PROBLEM 1 -
Summarize the article on UTI detection in two sentences.
PROBLEM 2 -
From the article on UTI detection, write out the part that opens with the words containing "The effort might" and closes with "developed at Children’s.".

EXCERPT PROVIDED -
----

A New Tool for UTI Detection
“When adults have a urinary tract infection [UTI], they can tell the doctor it burns when they pee,” says Nader Shaikh, MD/MPH associate professor of pediatrics at the University of Pittsburgh and UPMC Children’s Hospital of Pittsburgh. “You check their urine, and they’re usually right.”
With diaper-wearing infants and pre-verbal toddlers who present with a fever in the emergency department (ED), diagnosing UTIs is much more difficult. “You can’t ask babies to pee in a cup,” says Shaikh, “and they don’t talk, so we usually have to do a catheterization to get a clean sample.”
But catheterization is upsetting and painful. Children often need to be held down while the genital area is cleaned and the tube is inserted. Then, it’s fingers crossed that there even is any urine on board to be emitted, sampled, and sent to the lab. When children test positive, then they must also undergo an ultrasound.
The effort might be worth it if a UTI diagnosis is highly likely, but the probability of UTI is just 5 to 10 percent in a baby presenting with a fever in the ED, says Shaikh. “That means you have to test approximately 10 kids to get the child with the UTI.” So, which ones do you test, and which ones do you leave alone?
In spring 2018, Shaikh and his colleagues published in JAMA Pediatrics a study of UTICalc, a free, Web-based UTI probability calculator they developed at Children’s.
In a large data set of children who were 2 years old or younger (and another large data set to validate the first), the investigators demonstrated that UTICalc reduced UTI testing by 8 percent and decreased the number of UTI misdiagnoses to zero.
The first step of UTICalc assesses a child’s risk factors. It includes five yes/no questions on age, temperature, other source of fever, gender, and race. (White children are more likely to contract UTIs.) “Once you put in the child’s baseline information, you get the probability of UTI,” Shaikh says. Then the physician can decide whether to sample the child’s urine.
The second step focuses on interpreting the urine test results. When the labs come back, physicians enter specific data points (like white blood count). UTICalc then provides a more refined probability of UTI.

----

GIVEN RECORDS -
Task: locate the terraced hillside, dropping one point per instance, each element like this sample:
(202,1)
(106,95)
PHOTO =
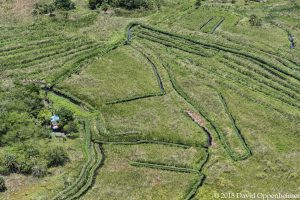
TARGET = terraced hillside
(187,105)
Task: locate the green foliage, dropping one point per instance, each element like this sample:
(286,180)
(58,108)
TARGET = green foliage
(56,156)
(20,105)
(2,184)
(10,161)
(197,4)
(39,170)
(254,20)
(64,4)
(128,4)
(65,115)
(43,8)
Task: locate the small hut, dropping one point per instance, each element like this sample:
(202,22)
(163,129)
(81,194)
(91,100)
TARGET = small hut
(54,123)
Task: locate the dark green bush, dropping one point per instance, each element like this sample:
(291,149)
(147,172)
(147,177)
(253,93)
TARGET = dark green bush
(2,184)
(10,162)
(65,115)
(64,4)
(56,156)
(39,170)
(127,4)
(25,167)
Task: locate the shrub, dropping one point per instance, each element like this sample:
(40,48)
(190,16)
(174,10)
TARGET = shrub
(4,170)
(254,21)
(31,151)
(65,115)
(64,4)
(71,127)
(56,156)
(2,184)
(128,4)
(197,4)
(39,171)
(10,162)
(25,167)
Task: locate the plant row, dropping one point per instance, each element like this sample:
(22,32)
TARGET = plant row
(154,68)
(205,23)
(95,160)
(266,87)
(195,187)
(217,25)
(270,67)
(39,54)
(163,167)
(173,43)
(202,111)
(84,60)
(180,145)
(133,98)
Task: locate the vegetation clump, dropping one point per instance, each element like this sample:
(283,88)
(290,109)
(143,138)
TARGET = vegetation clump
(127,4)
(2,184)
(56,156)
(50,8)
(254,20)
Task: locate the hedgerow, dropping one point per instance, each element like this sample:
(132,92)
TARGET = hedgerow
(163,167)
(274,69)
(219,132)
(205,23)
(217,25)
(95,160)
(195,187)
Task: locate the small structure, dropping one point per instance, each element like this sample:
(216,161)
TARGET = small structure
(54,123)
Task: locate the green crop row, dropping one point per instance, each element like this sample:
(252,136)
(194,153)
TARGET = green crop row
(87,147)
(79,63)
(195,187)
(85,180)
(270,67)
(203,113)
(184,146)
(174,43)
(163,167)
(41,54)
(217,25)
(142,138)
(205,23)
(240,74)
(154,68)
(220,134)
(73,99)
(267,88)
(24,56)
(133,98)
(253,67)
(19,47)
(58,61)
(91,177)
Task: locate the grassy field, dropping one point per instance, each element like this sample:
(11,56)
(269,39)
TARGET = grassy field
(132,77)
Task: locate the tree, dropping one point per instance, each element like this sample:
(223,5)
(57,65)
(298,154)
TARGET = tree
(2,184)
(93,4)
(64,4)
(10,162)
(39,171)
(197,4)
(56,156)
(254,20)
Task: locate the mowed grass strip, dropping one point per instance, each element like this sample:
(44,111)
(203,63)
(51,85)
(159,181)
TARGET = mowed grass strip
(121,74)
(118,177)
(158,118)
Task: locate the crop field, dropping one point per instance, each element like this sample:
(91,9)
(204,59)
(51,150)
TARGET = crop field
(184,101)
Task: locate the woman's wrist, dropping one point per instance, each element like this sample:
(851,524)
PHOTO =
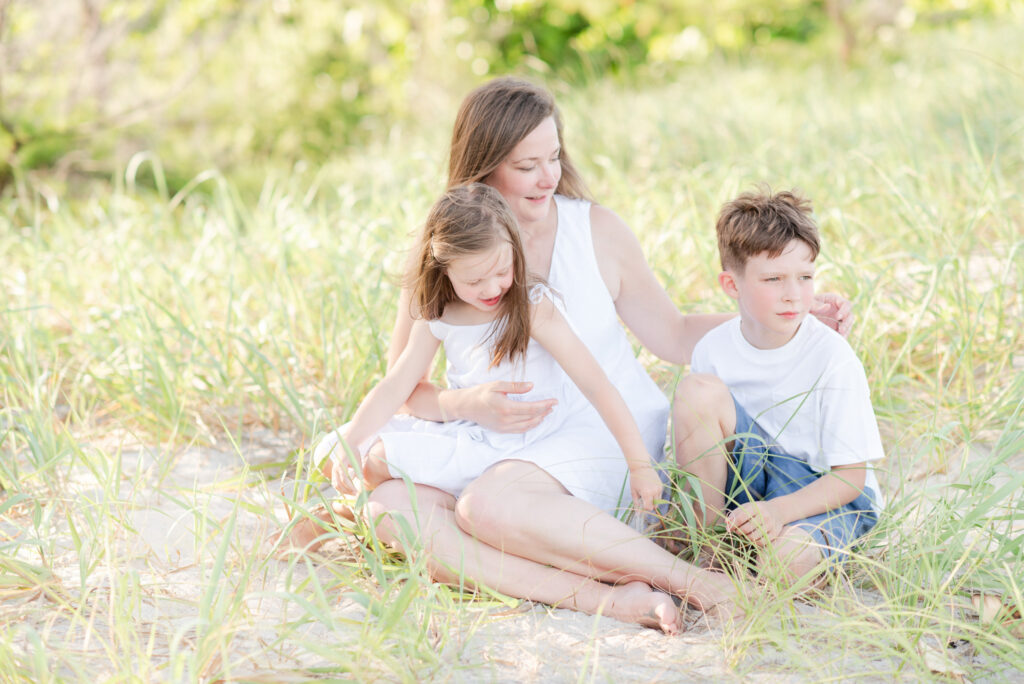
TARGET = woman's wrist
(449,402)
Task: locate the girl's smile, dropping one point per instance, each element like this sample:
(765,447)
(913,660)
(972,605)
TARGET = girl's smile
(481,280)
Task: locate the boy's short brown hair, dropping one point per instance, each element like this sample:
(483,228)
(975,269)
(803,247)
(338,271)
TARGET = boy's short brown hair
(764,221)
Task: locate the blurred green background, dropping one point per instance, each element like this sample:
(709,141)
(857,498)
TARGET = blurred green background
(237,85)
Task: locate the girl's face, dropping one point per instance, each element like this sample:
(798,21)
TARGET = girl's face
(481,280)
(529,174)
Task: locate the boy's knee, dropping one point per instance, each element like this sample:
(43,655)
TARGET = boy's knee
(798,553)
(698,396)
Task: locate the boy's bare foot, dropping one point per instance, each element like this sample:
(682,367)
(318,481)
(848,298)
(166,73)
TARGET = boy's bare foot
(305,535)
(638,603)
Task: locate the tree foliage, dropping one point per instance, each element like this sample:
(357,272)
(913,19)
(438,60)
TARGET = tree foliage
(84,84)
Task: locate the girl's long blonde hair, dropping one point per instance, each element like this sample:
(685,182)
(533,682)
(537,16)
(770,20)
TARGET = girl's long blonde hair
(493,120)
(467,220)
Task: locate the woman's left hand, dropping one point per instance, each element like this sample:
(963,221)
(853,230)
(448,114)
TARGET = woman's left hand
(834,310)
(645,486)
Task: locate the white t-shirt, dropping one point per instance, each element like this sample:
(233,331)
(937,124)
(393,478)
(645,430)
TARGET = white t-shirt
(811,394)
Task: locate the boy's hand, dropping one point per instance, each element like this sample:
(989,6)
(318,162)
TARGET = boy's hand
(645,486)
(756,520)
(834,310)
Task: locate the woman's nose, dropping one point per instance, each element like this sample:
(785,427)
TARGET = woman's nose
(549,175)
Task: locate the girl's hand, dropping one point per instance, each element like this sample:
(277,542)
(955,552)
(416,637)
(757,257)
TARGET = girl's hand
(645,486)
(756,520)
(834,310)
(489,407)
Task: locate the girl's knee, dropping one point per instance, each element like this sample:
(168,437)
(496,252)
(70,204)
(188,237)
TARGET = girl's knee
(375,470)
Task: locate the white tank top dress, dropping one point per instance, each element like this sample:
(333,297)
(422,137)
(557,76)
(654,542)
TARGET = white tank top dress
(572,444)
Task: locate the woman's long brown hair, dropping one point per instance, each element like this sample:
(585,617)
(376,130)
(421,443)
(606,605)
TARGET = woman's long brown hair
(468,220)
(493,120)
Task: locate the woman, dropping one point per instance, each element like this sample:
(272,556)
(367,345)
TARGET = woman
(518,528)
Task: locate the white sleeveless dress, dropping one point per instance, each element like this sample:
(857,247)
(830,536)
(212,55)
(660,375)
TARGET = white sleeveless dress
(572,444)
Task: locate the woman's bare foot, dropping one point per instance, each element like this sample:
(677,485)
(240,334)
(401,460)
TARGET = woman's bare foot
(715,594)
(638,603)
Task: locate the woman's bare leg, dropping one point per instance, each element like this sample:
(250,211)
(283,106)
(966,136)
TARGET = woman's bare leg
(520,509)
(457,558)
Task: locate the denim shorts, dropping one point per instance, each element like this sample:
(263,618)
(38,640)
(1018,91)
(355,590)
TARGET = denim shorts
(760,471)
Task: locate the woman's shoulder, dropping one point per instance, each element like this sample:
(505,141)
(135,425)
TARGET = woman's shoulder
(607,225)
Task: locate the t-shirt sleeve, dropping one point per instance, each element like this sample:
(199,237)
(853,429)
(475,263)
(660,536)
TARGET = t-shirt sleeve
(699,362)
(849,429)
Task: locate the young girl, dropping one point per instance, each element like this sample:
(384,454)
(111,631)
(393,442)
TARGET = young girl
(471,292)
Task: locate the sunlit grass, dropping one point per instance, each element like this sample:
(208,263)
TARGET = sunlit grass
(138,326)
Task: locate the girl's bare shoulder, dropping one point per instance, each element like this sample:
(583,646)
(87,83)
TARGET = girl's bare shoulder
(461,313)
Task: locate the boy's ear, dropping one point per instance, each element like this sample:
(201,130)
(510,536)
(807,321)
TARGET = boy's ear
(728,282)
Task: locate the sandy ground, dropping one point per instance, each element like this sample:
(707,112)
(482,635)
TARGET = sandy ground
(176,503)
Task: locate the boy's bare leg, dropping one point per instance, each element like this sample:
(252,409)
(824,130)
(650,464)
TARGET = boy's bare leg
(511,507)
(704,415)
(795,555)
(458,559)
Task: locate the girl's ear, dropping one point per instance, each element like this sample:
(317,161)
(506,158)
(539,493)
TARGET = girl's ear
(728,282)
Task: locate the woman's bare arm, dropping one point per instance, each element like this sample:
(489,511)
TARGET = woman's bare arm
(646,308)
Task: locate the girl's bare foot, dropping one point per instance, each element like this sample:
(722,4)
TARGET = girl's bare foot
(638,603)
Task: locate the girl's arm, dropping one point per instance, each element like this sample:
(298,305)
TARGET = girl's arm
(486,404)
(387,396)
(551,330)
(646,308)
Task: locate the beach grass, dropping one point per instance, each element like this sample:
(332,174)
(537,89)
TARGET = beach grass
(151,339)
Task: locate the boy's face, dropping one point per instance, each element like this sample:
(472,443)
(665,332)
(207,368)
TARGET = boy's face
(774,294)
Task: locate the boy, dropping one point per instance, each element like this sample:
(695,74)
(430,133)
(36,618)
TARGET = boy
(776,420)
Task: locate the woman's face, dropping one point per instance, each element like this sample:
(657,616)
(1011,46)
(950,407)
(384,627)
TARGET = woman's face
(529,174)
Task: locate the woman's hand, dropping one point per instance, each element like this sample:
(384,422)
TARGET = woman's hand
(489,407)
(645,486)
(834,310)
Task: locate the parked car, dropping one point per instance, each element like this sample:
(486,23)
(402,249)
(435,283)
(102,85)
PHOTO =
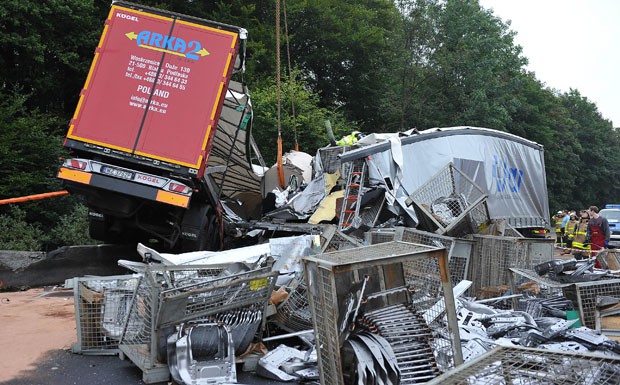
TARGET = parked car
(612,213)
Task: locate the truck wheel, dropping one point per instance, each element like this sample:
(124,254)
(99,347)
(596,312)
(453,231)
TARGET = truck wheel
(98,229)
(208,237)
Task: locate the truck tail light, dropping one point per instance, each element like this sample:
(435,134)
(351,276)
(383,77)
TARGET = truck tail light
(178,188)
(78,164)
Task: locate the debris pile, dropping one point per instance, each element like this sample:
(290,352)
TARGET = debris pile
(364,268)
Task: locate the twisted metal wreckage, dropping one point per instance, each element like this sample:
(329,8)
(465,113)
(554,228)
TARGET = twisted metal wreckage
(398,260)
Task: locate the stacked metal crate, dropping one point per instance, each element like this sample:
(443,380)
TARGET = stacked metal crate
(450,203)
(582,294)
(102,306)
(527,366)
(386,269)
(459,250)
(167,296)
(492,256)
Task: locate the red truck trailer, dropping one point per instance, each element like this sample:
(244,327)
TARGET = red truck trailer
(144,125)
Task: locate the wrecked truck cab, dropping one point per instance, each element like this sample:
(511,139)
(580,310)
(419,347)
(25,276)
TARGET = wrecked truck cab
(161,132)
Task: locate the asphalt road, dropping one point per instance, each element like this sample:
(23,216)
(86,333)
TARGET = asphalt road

----

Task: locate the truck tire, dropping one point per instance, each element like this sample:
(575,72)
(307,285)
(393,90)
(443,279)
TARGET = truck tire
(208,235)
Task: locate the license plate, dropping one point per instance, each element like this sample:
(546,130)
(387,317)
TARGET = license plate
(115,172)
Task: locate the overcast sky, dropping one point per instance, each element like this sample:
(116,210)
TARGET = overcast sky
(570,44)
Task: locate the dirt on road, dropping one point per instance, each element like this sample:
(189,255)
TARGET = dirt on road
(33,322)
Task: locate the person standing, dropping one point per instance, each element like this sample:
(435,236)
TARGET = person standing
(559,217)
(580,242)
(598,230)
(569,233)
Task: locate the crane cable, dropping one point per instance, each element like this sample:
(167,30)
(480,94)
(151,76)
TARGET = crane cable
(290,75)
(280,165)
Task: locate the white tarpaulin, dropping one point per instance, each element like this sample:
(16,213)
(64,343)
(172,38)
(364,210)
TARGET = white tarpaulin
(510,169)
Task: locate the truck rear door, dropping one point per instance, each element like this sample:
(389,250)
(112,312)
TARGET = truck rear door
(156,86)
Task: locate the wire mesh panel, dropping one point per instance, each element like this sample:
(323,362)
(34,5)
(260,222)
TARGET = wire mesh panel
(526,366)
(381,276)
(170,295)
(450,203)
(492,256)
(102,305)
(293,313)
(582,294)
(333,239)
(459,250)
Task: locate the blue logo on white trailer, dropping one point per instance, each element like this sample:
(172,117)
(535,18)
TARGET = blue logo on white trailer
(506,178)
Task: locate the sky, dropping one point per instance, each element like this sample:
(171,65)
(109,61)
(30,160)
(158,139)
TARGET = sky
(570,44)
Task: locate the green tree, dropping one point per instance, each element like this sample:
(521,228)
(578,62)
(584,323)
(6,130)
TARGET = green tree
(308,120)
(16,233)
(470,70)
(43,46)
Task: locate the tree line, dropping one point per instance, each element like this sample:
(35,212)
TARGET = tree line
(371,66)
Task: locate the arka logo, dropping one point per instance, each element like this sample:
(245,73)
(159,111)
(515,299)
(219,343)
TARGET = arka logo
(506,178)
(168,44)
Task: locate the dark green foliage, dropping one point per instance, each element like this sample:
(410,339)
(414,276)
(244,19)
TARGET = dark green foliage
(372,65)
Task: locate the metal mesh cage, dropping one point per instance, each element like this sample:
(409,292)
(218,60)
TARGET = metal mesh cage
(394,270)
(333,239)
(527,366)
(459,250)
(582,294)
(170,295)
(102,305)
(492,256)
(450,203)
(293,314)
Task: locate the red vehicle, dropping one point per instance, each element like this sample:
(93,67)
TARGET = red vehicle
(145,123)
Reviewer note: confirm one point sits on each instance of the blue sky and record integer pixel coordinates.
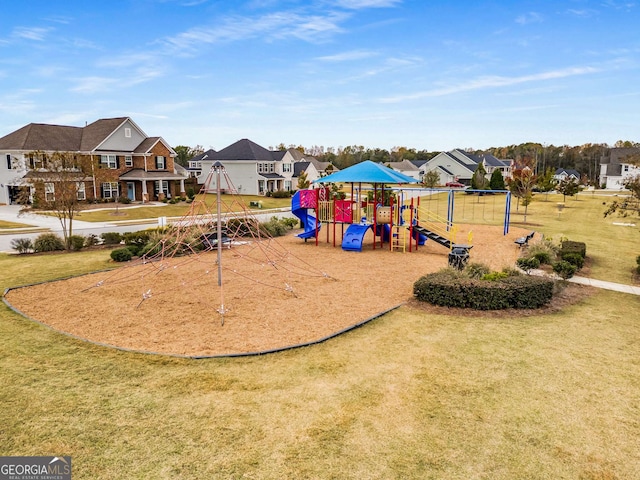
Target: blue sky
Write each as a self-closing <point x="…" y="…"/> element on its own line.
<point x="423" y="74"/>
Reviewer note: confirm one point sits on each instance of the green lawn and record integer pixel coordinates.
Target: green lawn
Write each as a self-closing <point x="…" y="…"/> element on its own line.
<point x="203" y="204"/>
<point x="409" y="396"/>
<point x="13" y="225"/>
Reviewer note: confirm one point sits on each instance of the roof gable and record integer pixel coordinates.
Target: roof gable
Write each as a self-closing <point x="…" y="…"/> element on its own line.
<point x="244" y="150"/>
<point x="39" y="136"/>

----

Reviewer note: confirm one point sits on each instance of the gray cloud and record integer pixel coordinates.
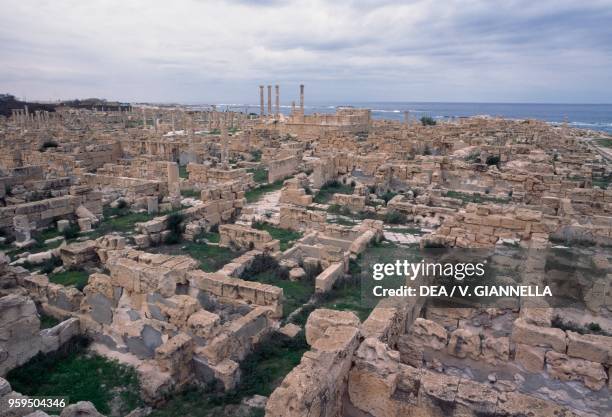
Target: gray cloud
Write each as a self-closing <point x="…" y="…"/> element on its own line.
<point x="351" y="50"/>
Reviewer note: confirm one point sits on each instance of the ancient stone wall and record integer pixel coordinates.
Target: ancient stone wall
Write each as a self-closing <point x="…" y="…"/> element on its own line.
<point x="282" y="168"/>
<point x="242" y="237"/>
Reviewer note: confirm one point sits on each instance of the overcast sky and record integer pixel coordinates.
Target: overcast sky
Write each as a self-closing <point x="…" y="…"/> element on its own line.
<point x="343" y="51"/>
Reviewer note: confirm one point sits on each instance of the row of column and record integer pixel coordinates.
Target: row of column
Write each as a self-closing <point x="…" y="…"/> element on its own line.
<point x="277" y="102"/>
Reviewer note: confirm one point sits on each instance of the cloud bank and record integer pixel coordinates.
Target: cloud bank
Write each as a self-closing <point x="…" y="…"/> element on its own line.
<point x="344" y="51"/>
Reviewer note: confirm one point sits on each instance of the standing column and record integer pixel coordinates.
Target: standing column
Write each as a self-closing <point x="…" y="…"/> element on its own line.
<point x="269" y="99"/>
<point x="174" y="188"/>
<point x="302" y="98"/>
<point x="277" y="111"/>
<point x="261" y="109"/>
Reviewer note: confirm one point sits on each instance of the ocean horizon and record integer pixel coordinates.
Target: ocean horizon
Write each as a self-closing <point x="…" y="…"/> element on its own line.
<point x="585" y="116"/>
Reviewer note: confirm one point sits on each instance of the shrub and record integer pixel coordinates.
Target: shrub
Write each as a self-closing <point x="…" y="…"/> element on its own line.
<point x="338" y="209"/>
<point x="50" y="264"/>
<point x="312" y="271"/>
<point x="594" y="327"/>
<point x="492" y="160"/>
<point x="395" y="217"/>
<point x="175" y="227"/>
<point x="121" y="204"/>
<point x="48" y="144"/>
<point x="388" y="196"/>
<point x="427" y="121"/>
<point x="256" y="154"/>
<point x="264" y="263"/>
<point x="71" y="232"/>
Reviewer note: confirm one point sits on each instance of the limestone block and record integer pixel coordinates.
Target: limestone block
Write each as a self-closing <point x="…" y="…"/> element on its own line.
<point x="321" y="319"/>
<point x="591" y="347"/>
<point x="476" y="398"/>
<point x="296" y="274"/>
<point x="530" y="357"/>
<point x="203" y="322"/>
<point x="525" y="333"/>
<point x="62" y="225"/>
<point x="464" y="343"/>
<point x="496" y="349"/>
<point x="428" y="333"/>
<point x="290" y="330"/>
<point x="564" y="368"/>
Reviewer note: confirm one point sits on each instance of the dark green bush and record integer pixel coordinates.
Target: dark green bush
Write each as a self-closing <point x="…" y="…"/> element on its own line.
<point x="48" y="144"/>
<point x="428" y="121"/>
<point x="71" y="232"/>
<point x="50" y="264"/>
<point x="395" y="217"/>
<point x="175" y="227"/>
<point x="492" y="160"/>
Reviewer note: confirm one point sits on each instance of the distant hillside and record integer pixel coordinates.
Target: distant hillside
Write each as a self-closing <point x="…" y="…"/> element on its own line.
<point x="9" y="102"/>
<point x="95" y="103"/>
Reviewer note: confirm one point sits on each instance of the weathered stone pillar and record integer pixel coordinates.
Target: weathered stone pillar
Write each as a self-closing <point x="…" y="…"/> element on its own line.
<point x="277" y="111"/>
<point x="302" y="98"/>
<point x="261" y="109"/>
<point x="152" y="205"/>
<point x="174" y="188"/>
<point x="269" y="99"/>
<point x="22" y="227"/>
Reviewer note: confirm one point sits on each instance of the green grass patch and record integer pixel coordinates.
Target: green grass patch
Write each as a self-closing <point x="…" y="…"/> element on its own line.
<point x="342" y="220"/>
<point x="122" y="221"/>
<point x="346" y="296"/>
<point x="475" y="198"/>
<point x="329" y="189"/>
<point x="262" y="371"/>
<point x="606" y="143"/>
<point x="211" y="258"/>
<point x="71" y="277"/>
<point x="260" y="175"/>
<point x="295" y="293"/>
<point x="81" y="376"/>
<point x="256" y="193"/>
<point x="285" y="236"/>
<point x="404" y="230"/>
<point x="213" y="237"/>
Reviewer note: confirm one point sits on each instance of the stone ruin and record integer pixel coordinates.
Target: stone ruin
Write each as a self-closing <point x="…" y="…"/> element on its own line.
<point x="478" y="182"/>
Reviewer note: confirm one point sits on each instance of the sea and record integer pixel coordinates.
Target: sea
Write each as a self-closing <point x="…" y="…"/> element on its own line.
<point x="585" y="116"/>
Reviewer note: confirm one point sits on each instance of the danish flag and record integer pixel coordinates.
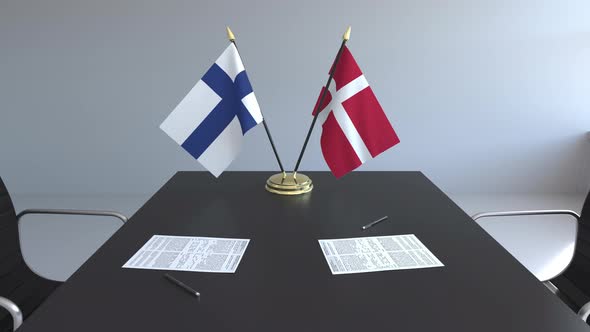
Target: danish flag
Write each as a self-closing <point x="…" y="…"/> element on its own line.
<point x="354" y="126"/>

----

ANSWER SECTION 1 -
Diagnosing urinary tract infections in feverish infants and toddlers is hard because they can't describe symptoms or pee in a cup, so doctors usually rely on painful catheterization, even though only 5 to 10 percent of these babies turn out to have a UTI. Shaikh and his colleagues developed UTICalc, a free web-based calculator that estimates the probability of UTI from a child's risk factors and then from urine test results, and their study showed it reduced testing by 8 percent and brought misdiagnoses down to zero.

ANSWER SECTION 2 -
The effort might be worth it if a UTI diagnosis is highly likely, but the probability of UTI is just 5 to 10 percent in a baby presenting with a fever in the ED, says Shaikh. “That means you have to test approximately 10 kids to get the child with the UTI.” So, which ones do you test, and which ones do you leave alone?
In spring 2018, Shaikh and his colleagues published in JAMA Pediatrics a study of UTICalc, a free, Web-based UTI probability calculator they developed at Children’s.